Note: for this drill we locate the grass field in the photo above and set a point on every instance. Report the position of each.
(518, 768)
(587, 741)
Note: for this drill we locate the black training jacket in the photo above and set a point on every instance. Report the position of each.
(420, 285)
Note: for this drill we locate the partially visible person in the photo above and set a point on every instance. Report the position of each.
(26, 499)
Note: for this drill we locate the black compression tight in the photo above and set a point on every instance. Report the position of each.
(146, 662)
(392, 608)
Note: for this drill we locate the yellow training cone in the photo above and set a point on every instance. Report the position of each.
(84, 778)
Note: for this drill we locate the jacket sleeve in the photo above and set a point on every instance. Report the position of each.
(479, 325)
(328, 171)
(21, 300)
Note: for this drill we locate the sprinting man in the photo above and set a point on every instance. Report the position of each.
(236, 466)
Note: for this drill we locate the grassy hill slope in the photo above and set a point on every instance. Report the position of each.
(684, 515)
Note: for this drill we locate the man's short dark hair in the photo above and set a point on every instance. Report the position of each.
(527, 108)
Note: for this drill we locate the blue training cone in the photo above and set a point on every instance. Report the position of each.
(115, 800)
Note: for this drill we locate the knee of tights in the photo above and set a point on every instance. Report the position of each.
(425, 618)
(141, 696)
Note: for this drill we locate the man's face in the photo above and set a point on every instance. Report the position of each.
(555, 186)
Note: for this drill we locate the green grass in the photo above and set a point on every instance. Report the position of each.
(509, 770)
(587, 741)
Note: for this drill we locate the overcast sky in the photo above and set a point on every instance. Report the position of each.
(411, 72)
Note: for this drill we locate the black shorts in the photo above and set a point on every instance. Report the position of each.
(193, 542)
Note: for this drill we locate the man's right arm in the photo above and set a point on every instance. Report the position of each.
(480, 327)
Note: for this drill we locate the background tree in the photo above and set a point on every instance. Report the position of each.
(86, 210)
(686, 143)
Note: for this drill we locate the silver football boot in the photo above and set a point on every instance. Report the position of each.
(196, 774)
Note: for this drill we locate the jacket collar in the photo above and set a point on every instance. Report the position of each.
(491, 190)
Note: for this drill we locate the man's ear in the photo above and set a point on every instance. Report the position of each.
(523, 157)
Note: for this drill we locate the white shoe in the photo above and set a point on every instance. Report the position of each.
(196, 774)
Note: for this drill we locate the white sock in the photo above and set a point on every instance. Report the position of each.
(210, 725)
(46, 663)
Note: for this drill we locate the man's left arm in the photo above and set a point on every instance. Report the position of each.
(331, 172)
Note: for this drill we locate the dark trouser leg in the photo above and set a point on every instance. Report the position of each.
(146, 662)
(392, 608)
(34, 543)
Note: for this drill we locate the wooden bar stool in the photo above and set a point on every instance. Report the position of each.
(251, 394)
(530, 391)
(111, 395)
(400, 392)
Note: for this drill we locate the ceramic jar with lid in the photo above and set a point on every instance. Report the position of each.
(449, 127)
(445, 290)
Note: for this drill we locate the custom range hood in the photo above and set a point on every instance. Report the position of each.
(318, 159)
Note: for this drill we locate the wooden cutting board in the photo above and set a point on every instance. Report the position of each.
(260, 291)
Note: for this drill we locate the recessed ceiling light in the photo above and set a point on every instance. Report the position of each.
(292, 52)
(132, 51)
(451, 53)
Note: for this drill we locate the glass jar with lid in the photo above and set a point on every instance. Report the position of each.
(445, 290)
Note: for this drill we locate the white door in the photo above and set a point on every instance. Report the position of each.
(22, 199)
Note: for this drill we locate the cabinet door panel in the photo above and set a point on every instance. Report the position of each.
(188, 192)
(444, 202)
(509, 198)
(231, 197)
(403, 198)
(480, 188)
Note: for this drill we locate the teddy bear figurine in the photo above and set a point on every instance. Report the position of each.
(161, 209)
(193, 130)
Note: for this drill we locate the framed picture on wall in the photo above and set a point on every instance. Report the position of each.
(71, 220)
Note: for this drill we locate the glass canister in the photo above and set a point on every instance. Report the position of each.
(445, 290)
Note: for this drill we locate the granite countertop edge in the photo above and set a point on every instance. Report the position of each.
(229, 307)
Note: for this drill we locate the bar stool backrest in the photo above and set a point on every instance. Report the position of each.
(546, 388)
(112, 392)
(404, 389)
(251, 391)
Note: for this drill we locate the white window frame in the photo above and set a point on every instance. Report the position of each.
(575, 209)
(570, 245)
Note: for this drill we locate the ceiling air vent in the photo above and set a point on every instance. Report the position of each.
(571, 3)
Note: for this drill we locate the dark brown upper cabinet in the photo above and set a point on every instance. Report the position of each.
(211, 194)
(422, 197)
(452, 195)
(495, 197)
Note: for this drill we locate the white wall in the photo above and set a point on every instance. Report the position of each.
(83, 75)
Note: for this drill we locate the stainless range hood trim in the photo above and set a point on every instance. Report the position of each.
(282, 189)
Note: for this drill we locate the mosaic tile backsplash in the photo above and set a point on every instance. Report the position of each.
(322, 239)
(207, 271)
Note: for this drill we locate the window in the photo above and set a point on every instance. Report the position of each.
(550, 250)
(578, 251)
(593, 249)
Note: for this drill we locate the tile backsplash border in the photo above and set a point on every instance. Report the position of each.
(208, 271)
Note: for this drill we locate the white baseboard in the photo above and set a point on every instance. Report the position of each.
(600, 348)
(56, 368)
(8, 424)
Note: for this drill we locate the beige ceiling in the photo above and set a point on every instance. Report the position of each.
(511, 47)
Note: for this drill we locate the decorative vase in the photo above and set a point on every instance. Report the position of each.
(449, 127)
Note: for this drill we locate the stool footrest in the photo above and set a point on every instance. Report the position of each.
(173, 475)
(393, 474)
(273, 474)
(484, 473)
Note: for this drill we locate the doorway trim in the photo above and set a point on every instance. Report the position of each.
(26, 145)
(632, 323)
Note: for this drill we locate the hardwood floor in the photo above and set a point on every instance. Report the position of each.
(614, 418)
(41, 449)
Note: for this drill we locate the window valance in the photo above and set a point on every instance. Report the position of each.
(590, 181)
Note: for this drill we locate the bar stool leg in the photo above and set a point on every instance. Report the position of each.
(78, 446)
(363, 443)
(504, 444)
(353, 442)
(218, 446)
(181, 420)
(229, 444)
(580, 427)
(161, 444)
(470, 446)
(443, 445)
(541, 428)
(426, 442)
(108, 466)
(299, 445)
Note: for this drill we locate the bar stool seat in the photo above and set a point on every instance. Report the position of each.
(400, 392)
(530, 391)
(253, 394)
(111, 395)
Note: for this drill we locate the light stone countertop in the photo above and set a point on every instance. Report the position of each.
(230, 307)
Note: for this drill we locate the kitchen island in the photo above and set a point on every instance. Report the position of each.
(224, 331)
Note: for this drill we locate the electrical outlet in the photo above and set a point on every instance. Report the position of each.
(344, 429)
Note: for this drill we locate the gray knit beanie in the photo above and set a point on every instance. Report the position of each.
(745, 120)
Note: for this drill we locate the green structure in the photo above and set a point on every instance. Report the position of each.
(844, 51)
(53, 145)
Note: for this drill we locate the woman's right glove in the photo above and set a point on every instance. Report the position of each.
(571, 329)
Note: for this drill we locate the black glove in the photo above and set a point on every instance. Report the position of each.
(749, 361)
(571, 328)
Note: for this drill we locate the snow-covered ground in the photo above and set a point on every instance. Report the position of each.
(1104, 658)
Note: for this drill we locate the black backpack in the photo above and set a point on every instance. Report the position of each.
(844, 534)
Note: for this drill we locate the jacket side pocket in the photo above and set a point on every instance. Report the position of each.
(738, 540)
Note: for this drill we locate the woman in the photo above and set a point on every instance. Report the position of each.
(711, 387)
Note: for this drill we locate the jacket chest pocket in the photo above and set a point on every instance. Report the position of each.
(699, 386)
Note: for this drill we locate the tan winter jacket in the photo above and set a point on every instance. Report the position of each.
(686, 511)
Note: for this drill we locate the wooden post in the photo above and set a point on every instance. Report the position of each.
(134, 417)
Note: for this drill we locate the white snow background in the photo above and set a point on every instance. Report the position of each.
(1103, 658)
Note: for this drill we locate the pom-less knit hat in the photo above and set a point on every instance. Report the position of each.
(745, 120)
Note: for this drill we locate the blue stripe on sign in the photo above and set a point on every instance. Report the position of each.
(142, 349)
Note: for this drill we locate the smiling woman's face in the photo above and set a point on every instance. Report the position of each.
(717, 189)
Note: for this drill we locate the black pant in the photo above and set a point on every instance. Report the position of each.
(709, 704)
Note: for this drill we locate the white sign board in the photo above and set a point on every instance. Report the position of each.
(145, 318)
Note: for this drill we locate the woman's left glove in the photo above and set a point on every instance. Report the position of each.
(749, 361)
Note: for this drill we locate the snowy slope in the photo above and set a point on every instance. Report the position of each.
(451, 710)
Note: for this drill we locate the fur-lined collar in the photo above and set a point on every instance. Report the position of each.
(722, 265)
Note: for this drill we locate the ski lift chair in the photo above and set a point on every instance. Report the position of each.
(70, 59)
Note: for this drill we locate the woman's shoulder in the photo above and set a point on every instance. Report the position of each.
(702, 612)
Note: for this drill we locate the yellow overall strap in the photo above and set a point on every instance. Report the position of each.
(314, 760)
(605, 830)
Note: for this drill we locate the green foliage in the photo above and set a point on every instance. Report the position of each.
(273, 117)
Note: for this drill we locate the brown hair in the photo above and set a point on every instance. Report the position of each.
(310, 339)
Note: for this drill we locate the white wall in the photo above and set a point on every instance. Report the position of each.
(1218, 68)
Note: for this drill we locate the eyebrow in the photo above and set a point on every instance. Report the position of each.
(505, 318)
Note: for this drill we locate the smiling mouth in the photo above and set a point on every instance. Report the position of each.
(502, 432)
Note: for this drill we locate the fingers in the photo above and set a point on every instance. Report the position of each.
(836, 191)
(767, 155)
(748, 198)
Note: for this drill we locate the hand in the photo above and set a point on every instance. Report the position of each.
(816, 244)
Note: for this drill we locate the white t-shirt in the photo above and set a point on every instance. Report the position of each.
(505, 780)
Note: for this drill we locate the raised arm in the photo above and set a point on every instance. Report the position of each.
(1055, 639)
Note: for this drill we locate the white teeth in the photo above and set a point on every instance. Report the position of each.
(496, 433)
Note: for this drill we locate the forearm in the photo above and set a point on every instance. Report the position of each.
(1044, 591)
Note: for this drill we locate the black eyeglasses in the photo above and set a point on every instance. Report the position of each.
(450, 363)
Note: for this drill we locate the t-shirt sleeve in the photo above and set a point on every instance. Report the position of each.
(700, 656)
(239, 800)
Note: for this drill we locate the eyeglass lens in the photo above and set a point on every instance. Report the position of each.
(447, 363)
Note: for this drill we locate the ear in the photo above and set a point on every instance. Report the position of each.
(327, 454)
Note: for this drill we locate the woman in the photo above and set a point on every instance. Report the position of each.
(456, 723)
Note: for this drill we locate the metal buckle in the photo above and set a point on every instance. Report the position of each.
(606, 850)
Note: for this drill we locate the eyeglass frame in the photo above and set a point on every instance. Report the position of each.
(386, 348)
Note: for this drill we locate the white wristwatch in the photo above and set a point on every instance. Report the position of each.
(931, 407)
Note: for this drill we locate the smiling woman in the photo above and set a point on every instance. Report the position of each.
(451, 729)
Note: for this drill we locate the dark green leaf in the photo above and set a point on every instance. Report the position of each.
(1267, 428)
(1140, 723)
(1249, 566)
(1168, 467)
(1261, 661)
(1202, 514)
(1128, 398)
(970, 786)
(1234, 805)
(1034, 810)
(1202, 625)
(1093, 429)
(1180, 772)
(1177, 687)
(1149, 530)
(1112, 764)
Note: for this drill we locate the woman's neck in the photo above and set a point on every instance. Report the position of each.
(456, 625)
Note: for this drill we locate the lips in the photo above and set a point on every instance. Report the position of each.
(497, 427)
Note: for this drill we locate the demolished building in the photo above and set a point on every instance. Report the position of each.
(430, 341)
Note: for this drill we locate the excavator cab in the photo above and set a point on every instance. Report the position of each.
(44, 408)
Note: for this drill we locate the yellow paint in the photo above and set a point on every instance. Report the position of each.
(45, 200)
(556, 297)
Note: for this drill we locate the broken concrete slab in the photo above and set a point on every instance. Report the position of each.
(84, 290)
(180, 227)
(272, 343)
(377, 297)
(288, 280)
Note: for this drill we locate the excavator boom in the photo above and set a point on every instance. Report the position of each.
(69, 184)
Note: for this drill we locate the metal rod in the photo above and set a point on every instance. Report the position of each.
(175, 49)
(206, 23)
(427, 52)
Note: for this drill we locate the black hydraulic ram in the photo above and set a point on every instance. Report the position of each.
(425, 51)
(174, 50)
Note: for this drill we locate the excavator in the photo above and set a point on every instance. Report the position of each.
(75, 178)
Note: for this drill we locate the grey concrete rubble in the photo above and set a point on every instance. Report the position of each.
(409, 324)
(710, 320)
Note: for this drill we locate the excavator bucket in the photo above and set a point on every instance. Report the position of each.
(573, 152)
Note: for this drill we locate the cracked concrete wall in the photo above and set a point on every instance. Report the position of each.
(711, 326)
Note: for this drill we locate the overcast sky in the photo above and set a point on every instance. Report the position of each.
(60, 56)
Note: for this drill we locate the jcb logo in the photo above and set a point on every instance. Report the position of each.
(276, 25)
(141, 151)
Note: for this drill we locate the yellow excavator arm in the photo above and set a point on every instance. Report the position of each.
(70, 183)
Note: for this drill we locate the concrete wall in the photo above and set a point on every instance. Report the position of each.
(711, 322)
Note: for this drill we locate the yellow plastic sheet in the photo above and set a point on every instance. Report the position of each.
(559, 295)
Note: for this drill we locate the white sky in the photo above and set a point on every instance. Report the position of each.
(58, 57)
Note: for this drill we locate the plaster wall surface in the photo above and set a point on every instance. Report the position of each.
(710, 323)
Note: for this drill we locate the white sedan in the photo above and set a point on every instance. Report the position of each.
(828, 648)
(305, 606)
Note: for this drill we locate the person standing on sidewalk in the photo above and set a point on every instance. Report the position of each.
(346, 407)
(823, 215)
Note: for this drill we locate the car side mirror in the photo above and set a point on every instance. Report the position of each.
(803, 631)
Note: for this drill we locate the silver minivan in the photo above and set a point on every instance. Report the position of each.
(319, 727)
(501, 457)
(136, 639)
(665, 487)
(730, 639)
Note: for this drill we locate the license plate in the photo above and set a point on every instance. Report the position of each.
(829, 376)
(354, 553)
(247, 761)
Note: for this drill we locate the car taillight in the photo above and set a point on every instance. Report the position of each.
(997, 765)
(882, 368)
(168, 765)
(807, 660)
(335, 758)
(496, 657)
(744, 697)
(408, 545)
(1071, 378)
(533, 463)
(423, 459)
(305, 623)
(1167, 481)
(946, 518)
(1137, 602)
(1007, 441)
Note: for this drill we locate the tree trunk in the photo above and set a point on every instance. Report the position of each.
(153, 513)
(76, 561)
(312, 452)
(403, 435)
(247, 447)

#### What is required:
Beginning at the line that contains "Note: for this drill we locate the license", retype each line of the listing up to and including the last one, exactly as it stands, and nothing else.

#### Final answer:
Note: for this drill we locate the license plate in the photo above and set a point on every instance. Report the position of each.
(829, 376)
(354, 553)
(247, 761)
Note: for this drill we locate the car taillight in the photo above and set a point on every instance. Report the position of each.
(997, 765)
(882, 368)
(168, 765)
(807, 660)
(335, 758)
(496, 657)
(744, 697)
(408, 545)
(1071, 378)
(533, 463)
(423, 459)
(305, 623)
(1167, 481)
(946, 518)
(1137, 602)
(1007, 441)
Note: for this drill we locate the tree trunk in the photo above and set a point on every instance. Report the position of each.
(153, 513)
(76, 561)
(312, 452)
(403, 435)
(247, 447)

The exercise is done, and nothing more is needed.